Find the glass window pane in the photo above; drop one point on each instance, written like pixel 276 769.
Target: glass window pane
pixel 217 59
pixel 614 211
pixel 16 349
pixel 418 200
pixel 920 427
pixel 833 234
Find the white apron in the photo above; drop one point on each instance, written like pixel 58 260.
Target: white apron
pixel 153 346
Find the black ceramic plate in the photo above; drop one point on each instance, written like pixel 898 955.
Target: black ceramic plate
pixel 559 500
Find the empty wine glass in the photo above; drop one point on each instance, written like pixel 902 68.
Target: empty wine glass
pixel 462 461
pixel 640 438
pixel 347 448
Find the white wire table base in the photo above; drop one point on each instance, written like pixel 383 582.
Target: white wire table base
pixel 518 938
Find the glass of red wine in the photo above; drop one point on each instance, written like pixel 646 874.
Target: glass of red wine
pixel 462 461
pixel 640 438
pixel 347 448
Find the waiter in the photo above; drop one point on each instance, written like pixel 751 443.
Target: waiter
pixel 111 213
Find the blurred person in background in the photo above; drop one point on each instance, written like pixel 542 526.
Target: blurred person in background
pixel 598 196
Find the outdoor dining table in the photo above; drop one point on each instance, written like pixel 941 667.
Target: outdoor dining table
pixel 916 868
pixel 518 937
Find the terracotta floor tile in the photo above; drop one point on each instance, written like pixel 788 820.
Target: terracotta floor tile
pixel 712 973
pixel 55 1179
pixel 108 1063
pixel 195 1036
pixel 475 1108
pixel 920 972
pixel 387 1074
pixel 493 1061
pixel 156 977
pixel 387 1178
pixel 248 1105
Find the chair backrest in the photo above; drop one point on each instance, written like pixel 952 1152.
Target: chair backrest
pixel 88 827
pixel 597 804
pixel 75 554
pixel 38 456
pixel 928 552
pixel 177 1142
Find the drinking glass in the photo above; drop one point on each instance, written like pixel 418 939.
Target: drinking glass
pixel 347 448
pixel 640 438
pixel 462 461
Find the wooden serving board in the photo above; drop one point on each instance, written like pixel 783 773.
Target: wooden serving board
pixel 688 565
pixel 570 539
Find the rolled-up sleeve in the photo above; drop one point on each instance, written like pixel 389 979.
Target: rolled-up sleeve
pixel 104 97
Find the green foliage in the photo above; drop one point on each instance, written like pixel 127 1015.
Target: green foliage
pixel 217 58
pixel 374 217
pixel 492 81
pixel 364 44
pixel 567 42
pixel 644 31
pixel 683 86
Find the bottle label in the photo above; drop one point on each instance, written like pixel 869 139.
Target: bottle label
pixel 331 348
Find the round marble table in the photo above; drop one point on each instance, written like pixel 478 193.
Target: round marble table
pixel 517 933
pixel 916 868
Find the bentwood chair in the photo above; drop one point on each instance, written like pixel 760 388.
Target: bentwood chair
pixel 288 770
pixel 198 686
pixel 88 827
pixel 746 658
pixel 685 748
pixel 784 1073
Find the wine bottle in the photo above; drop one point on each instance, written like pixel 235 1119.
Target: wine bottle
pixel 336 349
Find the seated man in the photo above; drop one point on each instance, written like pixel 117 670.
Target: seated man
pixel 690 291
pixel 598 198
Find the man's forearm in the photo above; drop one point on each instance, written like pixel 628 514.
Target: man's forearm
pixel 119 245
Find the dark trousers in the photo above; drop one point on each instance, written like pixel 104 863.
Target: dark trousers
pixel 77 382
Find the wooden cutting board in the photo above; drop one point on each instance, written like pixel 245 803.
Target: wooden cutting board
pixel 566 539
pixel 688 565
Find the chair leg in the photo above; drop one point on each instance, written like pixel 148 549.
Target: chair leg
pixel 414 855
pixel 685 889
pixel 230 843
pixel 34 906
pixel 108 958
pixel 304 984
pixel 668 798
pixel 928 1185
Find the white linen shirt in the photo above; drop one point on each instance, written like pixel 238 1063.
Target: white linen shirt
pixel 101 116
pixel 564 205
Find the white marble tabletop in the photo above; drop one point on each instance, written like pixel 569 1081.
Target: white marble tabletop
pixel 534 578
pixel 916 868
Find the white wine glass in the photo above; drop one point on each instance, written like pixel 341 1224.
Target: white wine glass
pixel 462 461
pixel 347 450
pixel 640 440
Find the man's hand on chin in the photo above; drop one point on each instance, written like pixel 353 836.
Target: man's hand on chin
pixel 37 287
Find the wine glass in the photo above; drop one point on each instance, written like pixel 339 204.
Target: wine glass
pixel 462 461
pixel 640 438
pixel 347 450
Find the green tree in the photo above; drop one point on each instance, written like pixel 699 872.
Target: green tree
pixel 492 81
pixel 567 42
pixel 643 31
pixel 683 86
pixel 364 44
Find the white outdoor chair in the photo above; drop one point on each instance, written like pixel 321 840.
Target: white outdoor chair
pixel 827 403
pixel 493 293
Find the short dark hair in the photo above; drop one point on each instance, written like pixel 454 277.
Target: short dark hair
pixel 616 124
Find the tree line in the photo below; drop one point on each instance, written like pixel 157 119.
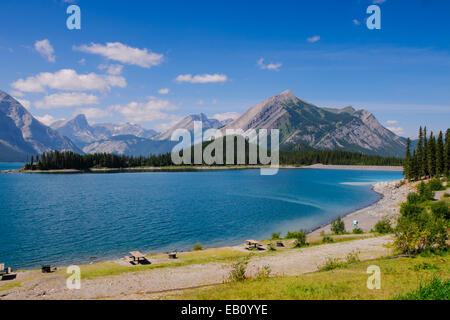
##############################
[WORK ORDER]: Could every record be given again exactly, with its pictures left out?

[SOLUTION]:
Find the glass window pane in the photo above; drop one point on each instance, written like pixel 276 769.
Target: glass window pane
pixel 217 59
pixel 614 211
pixel 16 349
pixel 418 200
pixel 920 427
pixel 833 234
Find the white apron in the photo above; drop one point on each instance, written like pixel 58 260.
Target: white apron
pixel 153 346
Find the black ceramic plate in the photo above; drop one point on each instance, written like pixel 898 955.
Target: black ceramic plate
pixel 559 500
Find the empty wine glass in the photo above; drop one point on each instance, written like pixel 902 68.
Target: empty wine glass
pixel 462 461
pixel 640 438
pixel 347 448
Find the white wire table base in the photo above; drop one point on each instance, written like pixel 383 582.
Target: white wire table base
pixel 518 938
Find the glass of red wine in the photo above; drop one point on each instance, written like pixel 646 874.
Target: glass of red wine
pixel 462 461
pixel 640 438
pixel 347 448
Find the waiter in the photo above; drop one point on each instance, written like pixel 751 443.
Target: waiter
pixel 111 213
Find the blurred person in background in the photo above; drop one point on each instance, written like pixel 542 526.
Target: blurred person in background
pixel 598 196
Find the outdoor dining table in the photo above; drop one point on each instance, written like pixel 941 667.
Target: outdoor dining table
pixel 916 868
pixel 518 937
Find the terracotta floor tile in the photo above; drop one point on each instance, written like pixel 788 820.
Target: terracotta floor tile
pixel 712 973
pixel 55 1179
pixel 108 1063
pixel 195 1036
pixel 475 1108
pixel 920 972
pixel 387 1074
pixel 493 1061
pixel 156 977
pixel 387 1178
pixel 248 1105
Find the chair backrest in the photo above; drop one point on each instance, written like pixel 952 1152.
Target: chair backrest
pixel 88 827
pixel 597 804
pixel 75 554
pixel 38 456
pixel 928 552
pixel 177 1142
Find the drinking glass in the photo above; drop one point on each instance, written like pixel 418 939.
Target: drinking glass
pixel 347 448
pixel 640 438
pixel 462 461
Find the wooden serving board in the photo above; drop one point on each instance, written like pixel 783 773.
Target: wooden serving board
pixel 688 565
pixel 570 539
Find the rolled-up sleeve in the photo above; drop one point on each instance, written like pixel 389 979.
Target: rolled-up sleeve
pixel 104 97
Find the green foliage in the photo above; drop one point on each instance, written like pixel 127 1015.
Target: green foliage
pixel 217 58
pixel 374 217
pixel 492 81
pixel 364 44
pixel 567 42
pixel 644 31
pixel 683 86
Find the bottle label in the photo above; drop one point on each instance, written like pixel 869 139.
Target: bottle label
pixel 331 348
Find the round marble table in the photo above; drop one point on each instance, written like pixel 478 193.
Target: round marble table
pixel 517 933
pixel 916 868
Find the bentwood chair in the photo above; drop one point on each instance, written like pixel 760 388.
Target: bentwood chair
pixel 288 770
pixel 198 686
pixel 88 827
pixel 746 658
pixel 685 748
pixel 784 1073
Find the wine bottle in the photo above; drop one point on each instance, written like pixel 235 1119.
Target: wine bottle
pixel 336 349
Find the seated man in the photo above; drop one point on each instance, written like pixel 117 670.
Target: seated man
pixel 690 291
pixel 598 198
Find the man's forearm in the photo above; drop one point on each instance, written like pixel 628 514.
Target: man's forearm
pixel 119 245
Find the dark trousers in the photo above; drop one point on each instance, written like pixel 104 863.
Target: dark trousers
pixel 77 382
Find the wooden cutting board in the photo above; drop one point on each instance, written like pixel 245 803.
Target: wooden cutting board
pixel 566 539
pixel 688 565
Find the chair leg in the photo above; drop one point on each instance, written like pixel 148 549.
Target: chair leg
pixel 414 855
pixel 685 889
pixel 230 843
pixel 34 906
pixel 108 958
pixel 304 984
pixel 668 798
pixel 928 1185
Find the white linen shirt in the photo above; drop one point on each instance, written like pixel 238 1063.
Target: white linen shirt
pixel 101 116
pixel 564 205
Find the white marble tabletop in the photo above; drop one point on each instance, written like pixel 569 1081.
Target: white marble tabletop
pixel 534 578
pixel 916 868
Find the white wine glass in the photo above; drop one point on each instance, written like pixel 341 1224.
Target: white wine glass
pixel 462 461
pixel 347 450
pixel 640 440
Find the man's hand on chin in the photo above; drop one point on each instance, written like pixel 353 836.
Target: man's hand on chin
pixel 37 287
Find the wine glass in the photo above; drop one point on each instance, written like pixel 339 204.
Target: wine glass
pixel 462 461
pixel 640 438
pixel 347 450
Find the green tree in the photo above; drop one point on each instance, written like pixel 699 872.
Target: green tree
pixel 492 81
pixel 567 42
pixel 643 31
pixel 683 86
pixel 364 44
Find the white outdoor chair in the photo above; drop one point on each instance, written like pixel 321 840.
Target: white outdoor chair
pixel 827 403
pixel 493 293
Find the short dark hair in the photo above; drop one point on each instance, written like pixel 454 277.
Target: short dark hair
pixel 616 124
Find the tree line in the photo below; drop one point on each instance, written like pixel 157 119.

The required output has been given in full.